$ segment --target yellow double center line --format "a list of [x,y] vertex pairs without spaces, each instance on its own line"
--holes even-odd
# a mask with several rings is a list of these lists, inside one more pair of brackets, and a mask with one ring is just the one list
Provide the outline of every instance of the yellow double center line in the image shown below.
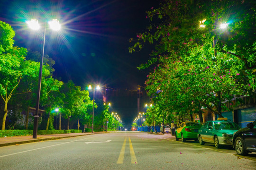
[[[118,158],[117,163],[121,164],[124,163],[125,146],[126,145],[126,138],[127,137],[126,137],[125,138],[124,143],[123,144],[123,146],[122,146],[122,149],[121,149],[120,154],[119,155],[119,157]],[[130,146],[130,154],[131,155],[131,163],[138,163],[138,162],[137,162],[137,159],[136,159],[136,156],[135,156],[135,153],[134,153],[134,151],[133,150],[133,147],[132,147],[132,144],[131,143],[131,141],[130,137],[129,137],[129,145]]]

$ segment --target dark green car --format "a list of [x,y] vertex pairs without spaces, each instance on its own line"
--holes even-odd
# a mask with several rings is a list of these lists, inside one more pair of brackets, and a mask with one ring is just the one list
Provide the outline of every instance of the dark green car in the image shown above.
[[227,120],[227,119],[218,119],[208,121],[199,129],[198,137],[201,144],[206,142],[213,143],[217,148],[222,144],[232,145],[233,134],[241,127],[234,122]]
[[201,126],[202,124],[197,122],[182,122],[176,129],[176,140],[179,140],[179,138],[181,139],[182,142],[185,142],[186,139],[197,140],[198,129]]

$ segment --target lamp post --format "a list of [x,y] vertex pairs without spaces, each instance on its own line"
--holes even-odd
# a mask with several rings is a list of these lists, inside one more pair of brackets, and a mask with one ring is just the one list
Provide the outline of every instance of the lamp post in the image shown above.
[[[101,88],[99,85],[97,85],[96,87],[97,90]],[[89,85],[89,89],[91,89],[91,85]],[[92,101],[92,123],[91,124],[91,133],[93,133],[93,120],[94,119],[94,98],[95,95],[95,86],[93,86],[93,99]]]
[[59,108],[55,108],[55,111],[56,112],[56,121],[55,122],[55,129],[57,130],[57,115],[58,114],[58,111],[59,111]]
[[[34,30],[38,30],[40,28],[40,26],[38,21],[36,19],[32,19],[31,21],[26,21],[28,27]],[[49,22],[49,25],[51,29],[57,31],[60,29],[60,25],[57,19],[53,19],[52,21]],[[41,92],[41,84],[42,81],[42,71],[43,69],[43,62],[44,62],[44,55],[45,52],[45,44],[46,42],[46,23],[45,23],[43,28],[44,31],[44,42],[43,44],[43,52],[40,60],[40,68],[38,75],[38,84],[37,87],[37,104],[36,105],[36,113],[34,116],[34,129],[33,131],[33,138],[36,139],[37,136],[37,128],[38,126],[38,111],[40,102],[40,94]]]
[[[218,15],[217,15],[218,16]],[[215,31],[215,29],[216,29],[216,25],[217,23],[218,23],[218,17],[216,17],[216,19],[215,19],[215,22],[214,23],[214,31]],[[200,21],[200,26],[201,28],[204,28],[205,27],[205,25],[204,25],[204,22],[206,20],[204,19],[203,20]],[[219,25],[219,28],[221,29],[224,30],[226,29],[227,27],[228,27],[229,25],[228,23],[220,23]],[[217,50],[215,49],[215,46],[217,43],[217,40],[216,40],[216,37],[217,37],[217,33],[215,31],[215,35],[214,37],[213,37],[213,42],[212,44],[212,47],[214,48],[214,57],[217,57]],[[221,97],[220,97],[220,92],[218,92],[217,94],[217,95],[218,98],[219,98],[219,102],[218,103],[218,110],[219,114],[221,115]]]

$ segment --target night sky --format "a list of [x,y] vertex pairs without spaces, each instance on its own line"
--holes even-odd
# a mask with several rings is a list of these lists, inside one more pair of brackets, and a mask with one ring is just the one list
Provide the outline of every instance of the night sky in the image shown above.
[[58,19],[61,31],[46,30],[45,49],[55,61],[55,78],[72,80],[82,89],[92,83],[136,89],[148,73],[137,67],[147,61],[152,49],[130,54],[129,40],[146,31],[146,11],[158,4],[158,0],[1,0],[0,20],[15,31],[14,45],[41,52],[42,31],[29,30],[25,22]]

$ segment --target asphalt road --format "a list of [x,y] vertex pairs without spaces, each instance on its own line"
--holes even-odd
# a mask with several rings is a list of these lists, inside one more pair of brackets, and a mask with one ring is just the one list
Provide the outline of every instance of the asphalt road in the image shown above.
[[166,135],[109,133],[1,147],[0,170],[256,169],[234,153]]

• _Requirement_
Report every line of the records above that contains the word "dark", copying each one in full.

• _Result of the exercise_
$ segment --target dark green car --format "a list of [x,y] vertex pairs without spaces, each instance on its own line"
Provide the outline of every instance of the dark green car in the image shown above.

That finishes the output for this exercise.